Instructions to follow
From the listing that follows, extract every line and set it down unaltered.

Coordinate annotation records:
※

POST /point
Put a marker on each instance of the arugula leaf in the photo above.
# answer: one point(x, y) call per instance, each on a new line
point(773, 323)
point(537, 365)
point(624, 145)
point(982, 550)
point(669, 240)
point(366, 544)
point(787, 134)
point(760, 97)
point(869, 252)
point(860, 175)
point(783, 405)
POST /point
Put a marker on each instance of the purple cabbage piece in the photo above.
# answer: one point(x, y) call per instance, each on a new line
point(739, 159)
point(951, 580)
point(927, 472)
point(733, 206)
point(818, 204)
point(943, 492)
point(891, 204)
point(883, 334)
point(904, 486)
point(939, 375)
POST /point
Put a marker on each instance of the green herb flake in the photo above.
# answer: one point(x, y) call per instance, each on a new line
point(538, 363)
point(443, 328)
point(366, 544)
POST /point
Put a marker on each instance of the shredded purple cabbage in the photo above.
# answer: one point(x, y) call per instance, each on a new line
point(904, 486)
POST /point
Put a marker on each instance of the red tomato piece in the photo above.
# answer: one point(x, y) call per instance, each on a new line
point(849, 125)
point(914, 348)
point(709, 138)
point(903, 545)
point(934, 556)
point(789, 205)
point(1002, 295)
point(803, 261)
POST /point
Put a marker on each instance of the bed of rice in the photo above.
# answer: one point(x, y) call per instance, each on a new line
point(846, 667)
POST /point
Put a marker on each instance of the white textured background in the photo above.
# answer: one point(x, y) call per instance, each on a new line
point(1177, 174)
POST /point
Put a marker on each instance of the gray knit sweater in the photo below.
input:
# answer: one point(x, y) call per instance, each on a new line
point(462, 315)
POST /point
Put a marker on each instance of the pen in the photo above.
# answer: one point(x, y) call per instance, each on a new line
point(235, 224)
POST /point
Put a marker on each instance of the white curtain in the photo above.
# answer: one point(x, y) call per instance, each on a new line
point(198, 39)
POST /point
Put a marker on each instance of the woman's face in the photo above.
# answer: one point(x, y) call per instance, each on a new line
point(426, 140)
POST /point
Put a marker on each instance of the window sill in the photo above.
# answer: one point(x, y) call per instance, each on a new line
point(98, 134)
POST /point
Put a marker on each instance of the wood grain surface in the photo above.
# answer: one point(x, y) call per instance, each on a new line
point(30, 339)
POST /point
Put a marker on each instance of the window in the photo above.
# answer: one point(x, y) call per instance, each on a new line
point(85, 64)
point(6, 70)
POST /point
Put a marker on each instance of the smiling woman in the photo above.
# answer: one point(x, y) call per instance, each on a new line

※

Exercise answer
POST /point
Put a marker on each instance of the arugula leaf in the photo above.
# answer: one point(x, y) call per instance, each on a new line
point(773, 323)
point(537, 365)
point(624, 145)
point(982, 550)
point(669, 240)
point(366, 544)
point(787, 134)
point(760, 97)
point(869, 252)
point(860, 175)
point(783, 405)
POST /point
Put a marker on each instance of the purple cabbage piece in the photo above.
# answer: one point(x, y) call per instance, each on a new line
point(739, 159)
point(951, 580)
point(927, 472)
point(733, 206)
point(818, 204)
point(943, 492)
point(891, 204)
point(883, 334)
point(904, 486)
point(939, 375)
POST /point
Put a marker on each instance of the green herb flake in the photo above.
# answer: one point(x, y) call per instance, each on a new line
point(538, 363)
point(443, 328)
point(366, 544)
POST /point
Put a marker on each instance of the shredded purple cabbage in the photo above.
# answer: one point(x, y) call per instance, each on a new line
point(904, 486)
POST /point
Put a marker on each instance of the red tomato piece in the photo above.
# answer: one point(x, y) call per instance, each on a new line
point(849, 125)
point(914, 348)
point(709, 138)
point(903, 545)
point(934, 556)
point(789, 205)
point(1002, 295)
point(803, 261)
POST /point
Put a marker on each instance of the bed of rice in the photo above.
# answer: one point(x, y) call per instance, each on a new line
point(846, 667)
POST /point
Put a marker on each instance of the white textured background in the photo above.
# answer: one point(x, y) call per instance, each on a new line
point(1177, 174)
POST /point
Put a marker on each instance of the gray knit sweater in the photo below.
input:
# answer: one point(x, y) call per instance, each on a new line
point(462, 315)
POST /point
Put a marker on each instance of the pen in the photo above.
# answer: one point(x, y) call per instance, each on a new line
point(235, 224)
POST /point
Put a marker on each instance of the white curtain in the photo above.
# answer: one point(x, y) call per instance, each on a new line
point(198, 39)
POST /point
Put a marker on each instance of the woman's face in the photo above.
# answer: one point(x, y) call per instance, each on a new line
point(426, 140)
POST /point
Put a marker on each instance of the window sill in the photo above.
# answer: one point(x, y) call per instance, each on a new line
point(98, 134)
POST /point
Put a marker on each instance of the wood grain surface in the photo above.
# answer: one point(x, y) call per instance, each on a new line
point(30, 339)
POST /point
Put a marker on each instance of the window in the photo above.
# answer: one point(x, y) call per instance, each on a new line
point(85, 64)
point(6, 70)
POST /point
Put a marker on each instance of the smiling woman in the photo above.
# answer: one point(x, y) call per instance, each on a new line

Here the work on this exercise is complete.